TEXT BLOCK Start Marker

Patterns in the host plants

In this study, we found Burkholderia s.l. endophytes in two genera of Rubiaceae that were previously not known to take part in leaf symbiosis. This brings the total number of genera in Rubiaceae for which leaf symbiosis is (molecularly) confirmed to ten: Psychotria (Psychotrieae tribe), Pavetta (Pavetteae tribe), Fadogia, Fadogiella, Globulostylis, Rytigynia, Vangueria (Vanguerieae tribe), and Empogona, Sericanthe, Tricalysia (Coffeeae tribe).

TEXT BLOCK End Marker
MATERIAL SUPPLIED Start Marker

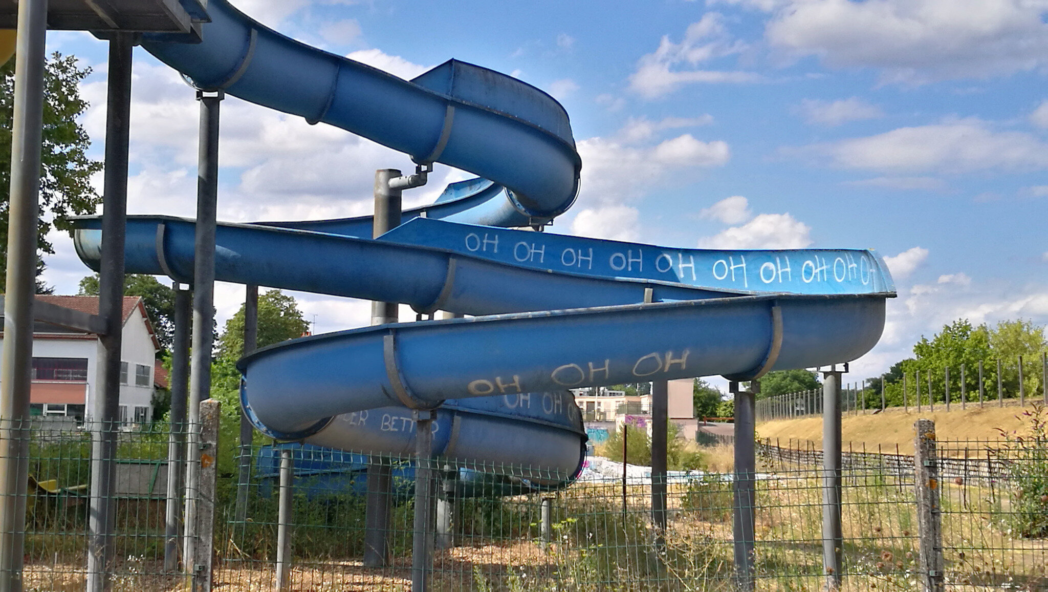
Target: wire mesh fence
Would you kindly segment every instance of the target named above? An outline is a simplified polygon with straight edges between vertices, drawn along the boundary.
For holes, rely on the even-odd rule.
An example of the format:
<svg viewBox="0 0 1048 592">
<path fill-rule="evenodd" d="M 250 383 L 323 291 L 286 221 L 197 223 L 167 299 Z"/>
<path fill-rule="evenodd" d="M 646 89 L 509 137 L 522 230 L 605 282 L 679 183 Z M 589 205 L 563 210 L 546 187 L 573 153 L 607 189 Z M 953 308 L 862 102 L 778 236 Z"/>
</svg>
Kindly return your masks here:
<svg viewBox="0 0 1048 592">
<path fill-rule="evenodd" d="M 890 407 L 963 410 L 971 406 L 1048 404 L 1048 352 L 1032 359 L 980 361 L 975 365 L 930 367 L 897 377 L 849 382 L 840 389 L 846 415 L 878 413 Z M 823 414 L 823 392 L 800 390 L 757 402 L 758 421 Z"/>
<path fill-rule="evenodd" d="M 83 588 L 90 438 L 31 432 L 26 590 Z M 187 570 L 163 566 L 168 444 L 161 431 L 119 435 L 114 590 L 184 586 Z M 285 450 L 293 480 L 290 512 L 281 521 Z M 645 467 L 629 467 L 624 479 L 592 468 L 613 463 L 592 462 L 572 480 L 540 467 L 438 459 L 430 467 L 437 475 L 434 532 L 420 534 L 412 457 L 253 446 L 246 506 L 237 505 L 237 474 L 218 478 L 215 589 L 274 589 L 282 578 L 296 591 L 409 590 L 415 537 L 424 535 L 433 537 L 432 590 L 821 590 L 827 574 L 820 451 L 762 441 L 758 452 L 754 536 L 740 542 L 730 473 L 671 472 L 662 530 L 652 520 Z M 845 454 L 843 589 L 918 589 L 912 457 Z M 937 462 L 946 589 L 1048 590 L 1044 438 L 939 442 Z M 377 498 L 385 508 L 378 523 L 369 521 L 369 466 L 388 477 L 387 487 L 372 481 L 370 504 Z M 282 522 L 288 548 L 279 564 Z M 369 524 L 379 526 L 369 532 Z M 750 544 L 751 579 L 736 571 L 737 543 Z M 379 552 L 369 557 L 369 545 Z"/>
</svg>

MATERIAL SUPPLIED End Marker

TASK TO COMPLETE:
Please repeat everything in the text on leaf symbiosis in Rubiaceae from "In this study, we" down to "Tricalysia (Coffeeae tribe).", word for word.

ANSWER SPACE:
In this study, we found Burkholderia s.l. endophytes in two genera of Rubiaceae that were previously not known to take part in leaf symbiosis. This brings the total number of genera in Rubiaceae for which leaf symbiosis is (molecularly) confirmed to ten: Psychotria (Psychotrieae tribe), Pavetta (Pavetteae tribe), Fadogia, Fadogiella, Globulostylis, Rytigynia, Vangueria (Vanguerieae tribe), and Empogona, Sericanthe, Tricalysia (Coffeeae tribe).